• [Problem requirements]:
Copy the material starting at its first line and ending at the line containing "[199,11,247,43]", substituting "hummingbird's" for every "bird's" and keeping everything else the same. Leave the pictures out of your answer.

--- start Records provided ---

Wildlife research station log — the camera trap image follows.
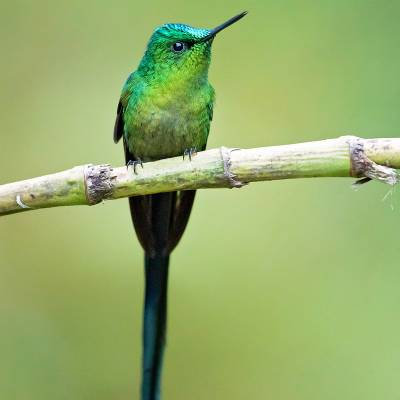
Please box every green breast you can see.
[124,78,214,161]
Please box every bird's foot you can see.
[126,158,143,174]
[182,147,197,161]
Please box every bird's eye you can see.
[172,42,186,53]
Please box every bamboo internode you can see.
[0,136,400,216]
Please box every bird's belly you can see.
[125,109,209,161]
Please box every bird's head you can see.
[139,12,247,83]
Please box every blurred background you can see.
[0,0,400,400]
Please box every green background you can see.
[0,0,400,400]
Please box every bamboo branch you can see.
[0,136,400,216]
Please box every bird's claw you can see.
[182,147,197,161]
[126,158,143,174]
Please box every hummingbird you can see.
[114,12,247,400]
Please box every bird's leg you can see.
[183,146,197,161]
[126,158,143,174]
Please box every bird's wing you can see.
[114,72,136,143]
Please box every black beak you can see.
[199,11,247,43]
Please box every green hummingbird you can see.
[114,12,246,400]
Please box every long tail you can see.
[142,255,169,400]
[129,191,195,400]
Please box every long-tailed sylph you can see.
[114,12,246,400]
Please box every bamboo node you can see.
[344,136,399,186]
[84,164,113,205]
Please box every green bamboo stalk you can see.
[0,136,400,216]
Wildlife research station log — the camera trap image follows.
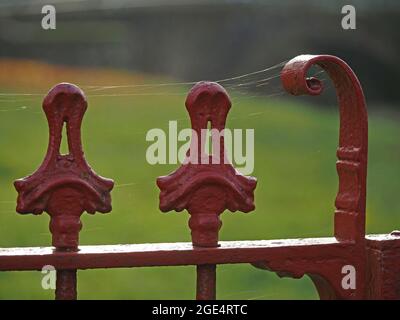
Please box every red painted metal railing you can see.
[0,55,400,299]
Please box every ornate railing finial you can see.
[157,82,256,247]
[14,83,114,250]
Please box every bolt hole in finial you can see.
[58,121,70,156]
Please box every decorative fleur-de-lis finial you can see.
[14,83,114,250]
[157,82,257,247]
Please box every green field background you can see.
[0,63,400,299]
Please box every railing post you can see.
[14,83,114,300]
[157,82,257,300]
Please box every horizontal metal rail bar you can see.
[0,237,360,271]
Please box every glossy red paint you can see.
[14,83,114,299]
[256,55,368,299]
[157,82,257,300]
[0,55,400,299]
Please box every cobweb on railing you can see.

--- end Records provided ---

• [Output of the exercise]:
Wildlife research station log — the camera trap image follows.
Please box every green breast you can see.
[124,78,214,161]
Please box every hummingbird's foot you can see.
[126,158,143,174]
[182,147,197,161]
Please box every hummingbird's eye you can see.
[172,42,186,53]
Please box every bamboo internode you can see.
[0,136,400,216]
Please box every hummingbird's belly you can see.
[125,109,209,161]
Please box every hummingbird's head you can see.
[139,12,247,83]
Please box every blurred background you can see.
[0,0,400,400]
Please box every green background you can see.
[0,0,400,400]
Please box every bamboo branch you can see.
[0,136,400,216]
Please box every hummingbird's claw you can see.
[182,147,197,161]
[126,158,143,174]
Please box every hummingbird you can see.
[114,12,247,400]
Please box every hummingbird's leg you can see.
[183,146,197,161]
[126,158,143,174]
Please box every hummingbird's wing you can see.
[114,72,136,143]
Please box every black beak you can see.
[199,11,247,43]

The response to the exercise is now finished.